_JOBS_
[1] Render this sentence from the excerpt about Gal and the chicken theft into Spanish: "We were all charged with theft and hauled before the City Prosecutor."
[2] Report each line of the records that contains the string "person", treating uppercase and lowercase letters as distinct.

Prof. Koller fell for this whopper. He became quite profuse in praising Gal for going out of his way in defense of a neighbor’s interests. Gal was a good lad, brave and trustworthy and so forth and so on ad nauseam. The professor practically attached to Gal all the good qualities of a number of our national heroes, not to mention the virtues of an Eagle Scout. Which Gal, for all his perspiration, took in stride as if it were an everyday thing for him to play Galahad. Having achieved his objective, Gal once more pandered to the professor’s credulity by reminding them the keep it to themselves. And, having been assured in return of utmost secrecy, Gal then bade the Kollers adieu.

So, I swear to God without fear of violating the 2nd Commandment, that while all of us were guilty of having violated the 7th and 10th Commandments, Gal put one over us by violating the 8th as well, and within a stretch of 24 hours, at that. Go figure that (you may have to google to find out what in Catholic Moses I’m talking about).

The thing is, just when Gal was feeling that he had laid the issue to rest, the roof – the sky even – fell in. For within an hour of Gal’s visit, the good professor hastened over to the UP constabulary to tell them that which he promised to keep secret. It appears that the good professor was pissed off because of the impression that it had to take Gal and company to protect his property, whereas the minions of the law who were getting paid to do this job were nothing but a bunch of goof-off, Keystone cops. And that is putting it mildly.

The coppers naturally resented this provocation, which they deemed as an uncalled for slur upon their integrity and dedication. So that with vigor and forcefulness equal that of the good professor, they showed him the plastic bag containing the remaining evidence in their hands as well as the logbook containing references to suspected chicken thieves. Among which, of course was that of our erstwhile Galahad. As I heard it, the professor, realizing his gaffe and having discovered that he had been had, turned into 50 shades of gray, each reflecting the emotion boiling within him. They say he was pretty close to apoplexy.

Thus, was Gal trapped in the web that he had spun. As were the rest of us. We were all charged with theft and hauled before the City Prosecutor. We were all suspended from our scholastic pursuits. And worst of all, we were splashed all over the different papers. I was more fortunate than the others, because the cop who wrote my name on the logbook (which is today known as “the blotter” for heaven knows why) was misspelled as “Lachica.” Thus, of all those involved, I was the only one spared from the ignominy of being branded a thief – a chicken thief at that!

_Excerpts from a point labeling dataset_
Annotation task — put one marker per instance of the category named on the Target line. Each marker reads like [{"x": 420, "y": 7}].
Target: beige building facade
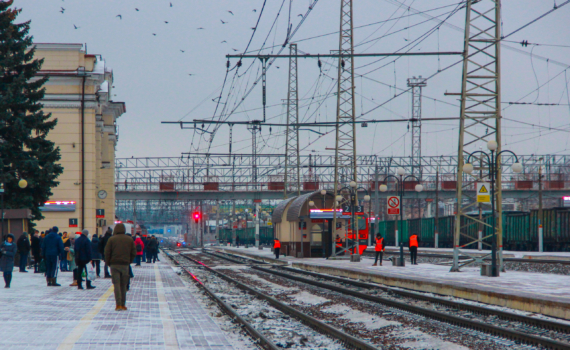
[{"x": 79, "y": 95}]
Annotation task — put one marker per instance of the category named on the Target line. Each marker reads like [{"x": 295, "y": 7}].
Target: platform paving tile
[{"x": 36, "y": 317}]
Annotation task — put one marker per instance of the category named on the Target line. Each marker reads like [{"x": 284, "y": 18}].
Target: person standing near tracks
[
  {"x": 52, "y": 248},
  {"x": 276, "y": 247},
  {"x": 120, "y": 252},
  {"x": 413, "y": 245},
  {"x": 378, "y": 249},
  {"x": 102, "y": 244}
]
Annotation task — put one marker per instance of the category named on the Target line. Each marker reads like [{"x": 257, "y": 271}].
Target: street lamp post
[
  {"x": 400, "y": 190},
  {"x": 493, "y": 169}
]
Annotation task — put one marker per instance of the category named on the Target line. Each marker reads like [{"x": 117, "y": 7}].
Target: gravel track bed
[{"x": 283, "y": 330}]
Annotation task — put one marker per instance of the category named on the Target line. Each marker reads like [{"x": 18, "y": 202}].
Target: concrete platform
[
  {"x": 161, "y": 314},
  {"x": 546, "y": 294}
]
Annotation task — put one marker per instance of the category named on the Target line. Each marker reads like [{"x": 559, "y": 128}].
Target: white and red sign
[{"x": 394, "y": 205}]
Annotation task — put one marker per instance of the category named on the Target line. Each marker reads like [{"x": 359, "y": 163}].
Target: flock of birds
[{"x": 120, "y": 17}]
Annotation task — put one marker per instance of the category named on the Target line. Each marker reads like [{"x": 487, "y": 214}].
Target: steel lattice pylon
[
  {"x": 480, "y": 118},
  {"x": 292, "y": 172},
  {"x": 345, "y": 150},
  {"x": 416, "y": 84}
]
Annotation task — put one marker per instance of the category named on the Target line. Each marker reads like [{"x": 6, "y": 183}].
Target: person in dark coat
[
  {"x": 8, "y": 249},
  {"x": 23, "y": 245},
  {"x": 102, "y": 244},
  {"x": 82, "y": 258},
  {"x": 52, "y": 248},
  {"x": 150, "y": 250},
  {"x": 36, "y": 251},
  {"x": 96, "y": 255}
]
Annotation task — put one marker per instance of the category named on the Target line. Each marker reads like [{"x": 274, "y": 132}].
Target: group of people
[
  {"x": 75, "y": 251},
  {"x": 379, "y": 248}
]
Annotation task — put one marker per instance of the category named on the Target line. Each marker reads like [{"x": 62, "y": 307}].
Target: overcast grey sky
[{"x": 152, "y": 74}]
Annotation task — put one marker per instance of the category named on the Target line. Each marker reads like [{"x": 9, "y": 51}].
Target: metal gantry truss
[{"x": 292, "y": 181}]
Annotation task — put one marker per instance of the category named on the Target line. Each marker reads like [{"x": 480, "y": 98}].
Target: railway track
[
  {"x": 530, "y": 330},
  {"x": 347, "y": 340}
]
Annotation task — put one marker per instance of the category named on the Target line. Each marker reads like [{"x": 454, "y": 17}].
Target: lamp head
[{"x": 517, "y": 167}]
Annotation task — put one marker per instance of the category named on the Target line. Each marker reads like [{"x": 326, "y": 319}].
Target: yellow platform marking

_ANSWERS_
[1] A todos se nos acusó de robo y se nos llevó ante el Fiscal de la Ciudad.

[2]
Target: person standing near tracks
Target: person in dark coat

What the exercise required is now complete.